◆ DATA FOR THE TASK:

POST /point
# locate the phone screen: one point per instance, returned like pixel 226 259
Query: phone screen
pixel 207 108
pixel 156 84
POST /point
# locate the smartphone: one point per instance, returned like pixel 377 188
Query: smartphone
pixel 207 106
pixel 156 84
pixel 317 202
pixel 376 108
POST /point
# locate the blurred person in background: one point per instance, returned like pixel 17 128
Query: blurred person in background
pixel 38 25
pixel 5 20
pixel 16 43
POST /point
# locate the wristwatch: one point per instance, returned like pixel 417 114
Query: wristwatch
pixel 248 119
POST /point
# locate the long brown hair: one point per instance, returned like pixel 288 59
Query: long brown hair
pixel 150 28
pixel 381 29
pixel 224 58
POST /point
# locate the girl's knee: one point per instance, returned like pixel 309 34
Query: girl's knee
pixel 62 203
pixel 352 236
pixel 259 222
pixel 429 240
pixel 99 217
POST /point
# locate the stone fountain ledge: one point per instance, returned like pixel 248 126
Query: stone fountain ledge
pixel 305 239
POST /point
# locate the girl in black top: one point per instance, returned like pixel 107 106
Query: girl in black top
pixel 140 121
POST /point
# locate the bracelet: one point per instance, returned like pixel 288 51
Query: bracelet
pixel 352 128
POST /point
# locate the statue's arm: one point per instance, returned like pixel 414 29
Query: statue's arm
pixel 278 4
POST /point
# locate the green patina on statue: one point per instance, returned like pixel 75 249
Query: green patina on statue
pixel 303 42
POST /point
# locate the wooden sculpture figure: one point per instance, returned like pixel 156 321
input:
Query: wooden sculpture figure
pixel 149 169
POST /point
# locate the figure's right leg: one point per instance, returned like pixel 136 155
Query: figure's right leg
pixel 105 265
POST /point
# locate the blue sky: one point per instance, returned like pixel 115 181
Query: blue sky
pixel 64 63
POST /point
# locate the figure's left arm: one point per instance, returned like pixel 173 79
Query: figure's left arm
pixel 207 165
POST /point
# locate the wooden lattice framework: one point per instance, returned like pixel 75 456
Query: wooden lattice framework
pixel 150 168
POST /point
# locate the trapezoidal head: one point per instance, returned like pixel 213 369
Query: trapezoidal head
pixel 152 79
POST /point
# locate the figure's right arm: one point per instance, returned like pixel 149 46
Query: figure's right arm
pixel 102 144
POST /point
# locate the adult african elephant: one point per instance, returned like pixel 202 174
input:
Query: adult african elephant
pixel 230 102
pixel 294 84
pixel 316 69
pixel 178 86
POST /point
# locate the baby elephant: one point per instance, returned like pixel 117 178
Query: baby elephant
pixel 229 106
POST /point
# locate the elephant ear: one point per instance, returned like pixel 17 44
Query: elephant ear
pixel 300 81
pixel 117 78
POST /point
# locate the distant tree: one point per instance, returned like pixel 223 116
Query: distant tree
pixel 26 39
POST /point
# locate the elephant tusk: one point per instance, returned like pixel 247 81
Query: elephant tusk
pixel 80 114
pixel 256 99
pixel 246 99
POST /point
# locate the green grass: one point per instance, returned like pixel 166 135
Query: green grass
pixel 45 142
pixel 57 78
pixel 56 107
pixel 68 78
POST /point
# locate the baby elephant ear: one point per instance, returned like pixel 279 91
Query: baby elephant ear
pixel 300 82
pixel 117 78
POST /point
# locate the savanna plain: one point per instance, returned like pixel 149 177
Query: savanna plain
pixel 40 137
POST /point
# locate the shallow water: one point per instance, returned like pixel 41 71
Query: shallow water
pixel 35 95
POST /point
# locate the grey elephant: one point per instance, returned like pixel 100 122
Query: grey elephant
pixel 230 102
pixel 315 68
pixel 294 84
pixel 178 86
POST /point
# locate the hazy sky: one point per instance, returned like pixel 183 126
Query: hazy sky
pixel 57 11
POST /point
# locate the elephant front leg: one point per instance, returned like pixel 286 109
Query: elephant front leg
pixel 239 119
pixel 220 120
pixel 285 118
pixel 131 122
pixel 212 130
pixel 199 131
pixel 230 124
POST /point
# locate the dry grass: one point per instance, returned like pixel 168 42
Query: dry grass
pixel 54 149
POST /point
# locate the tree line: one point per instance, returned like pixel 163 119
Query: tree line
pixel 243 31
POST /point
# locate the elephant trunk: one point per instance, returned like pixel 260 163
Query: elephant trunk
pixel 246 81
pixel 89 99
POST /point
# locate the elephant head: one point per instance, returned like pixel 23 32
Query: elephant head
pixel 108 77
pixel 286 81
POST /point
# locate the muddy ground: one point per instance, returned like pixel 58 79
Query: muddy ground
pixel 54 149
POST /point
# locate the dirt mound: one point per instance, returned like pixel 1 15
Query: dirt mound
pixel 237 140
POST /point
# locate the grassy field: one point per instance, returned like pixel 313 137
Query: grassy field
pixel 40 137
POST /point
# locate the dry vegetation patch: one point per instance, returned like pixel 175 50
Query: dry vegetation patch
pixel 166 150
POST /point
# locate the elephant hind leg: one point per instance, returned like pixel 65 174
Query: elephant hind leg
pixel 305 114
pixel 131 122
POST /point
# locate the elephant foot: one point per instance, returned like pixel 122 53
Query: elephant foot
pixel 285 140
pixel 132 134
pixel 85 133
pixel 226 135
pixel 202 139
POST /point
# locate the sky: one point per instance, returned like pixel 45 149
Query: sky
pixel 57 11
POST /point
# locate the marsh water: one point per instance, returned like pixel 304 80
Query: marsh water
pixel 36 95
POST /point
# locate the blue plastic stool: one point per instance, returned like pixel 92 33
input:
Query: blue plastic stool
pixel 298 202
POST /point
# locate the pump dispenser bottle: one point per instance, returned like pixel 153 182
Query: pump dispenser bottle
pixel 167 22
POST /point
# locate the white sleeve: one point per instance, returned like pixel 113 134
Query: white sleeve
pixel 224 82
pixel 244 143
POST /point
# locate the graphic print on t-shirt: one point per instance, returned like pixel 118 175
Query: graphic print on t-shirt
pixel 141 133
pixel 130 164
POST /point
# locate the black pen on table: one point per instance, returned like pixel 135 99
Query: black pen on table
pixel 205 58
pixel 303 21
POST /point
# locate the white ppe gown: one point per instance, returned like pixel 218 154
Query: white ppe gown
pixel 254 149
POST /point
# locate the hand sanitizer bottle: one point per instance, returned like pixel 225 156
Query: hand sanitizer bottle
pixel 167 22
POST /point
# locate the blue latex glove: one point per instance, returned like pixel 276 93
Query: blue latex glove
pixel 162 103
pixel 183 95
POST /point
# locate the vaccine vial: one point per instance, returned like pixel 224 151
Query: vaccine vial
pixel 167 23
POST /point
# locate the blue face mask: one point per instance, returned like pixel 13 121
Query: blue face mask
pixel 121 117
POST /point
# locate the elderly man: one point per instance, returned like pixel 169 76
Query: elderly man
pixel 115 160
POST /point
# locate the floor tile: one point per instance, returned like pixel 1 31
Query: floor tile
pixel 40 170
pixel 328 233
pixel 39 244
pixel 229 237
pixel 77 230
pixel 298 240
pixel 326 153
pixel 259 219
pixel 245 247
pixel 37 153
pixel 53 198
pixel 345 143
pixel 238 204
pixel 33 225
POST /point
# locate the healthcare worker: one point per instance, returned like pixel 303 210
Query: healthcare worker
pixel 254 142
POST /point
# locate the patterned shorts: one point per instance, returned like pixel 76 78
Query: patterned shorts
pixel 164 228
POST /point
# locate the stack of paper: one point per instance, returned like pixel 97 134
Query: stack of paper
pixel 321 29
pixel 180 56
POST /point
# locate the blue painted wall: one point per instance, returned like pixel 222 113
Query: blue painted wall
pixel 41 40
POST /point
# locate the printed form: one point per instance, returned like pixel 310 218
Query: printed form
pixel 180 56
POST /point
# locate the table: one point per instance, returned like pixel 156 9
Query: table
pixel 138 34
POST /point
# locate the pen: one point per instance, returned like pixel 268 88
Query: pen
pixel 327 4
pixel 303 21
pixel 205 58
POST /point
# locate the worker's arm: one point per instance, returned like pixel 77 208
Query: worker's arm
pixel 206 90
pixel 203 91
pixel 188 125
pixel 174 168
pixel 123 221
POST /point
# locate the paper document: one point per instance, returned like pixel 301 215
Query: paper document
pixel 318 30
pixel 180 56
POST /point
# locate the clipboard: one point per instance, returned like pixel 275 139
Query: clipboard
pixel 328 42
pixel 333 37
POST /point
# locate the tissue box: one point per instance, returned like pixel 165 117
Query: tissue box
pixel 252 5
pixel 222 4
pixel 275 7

◆ EXERCISE:
Using the entries above, output exactly the lines between the line holding "# locate the elephant trunk: one" and the line holding "# locate the dirt", end lines included, and nothing more.

◆ RESPONSE TO THIS TASK:
# locate the elephant trunk: one point per instance, returned like pixel 260 163
Query: elephant trunk
pixel 246 81
pixel 89 99
POST /point
# locate the elephant head: one point per instance, returned like pixel 23 32
Query: elephant head
pixel 108 77
pixel 286 81
POST /point
# locate the muddy ground: one point per instance, returned like pixel 58 79
Query: muddy ground
pixel 54 149
POST /point
# locate the dirt mound: one point per instance, returned like pixel 1 15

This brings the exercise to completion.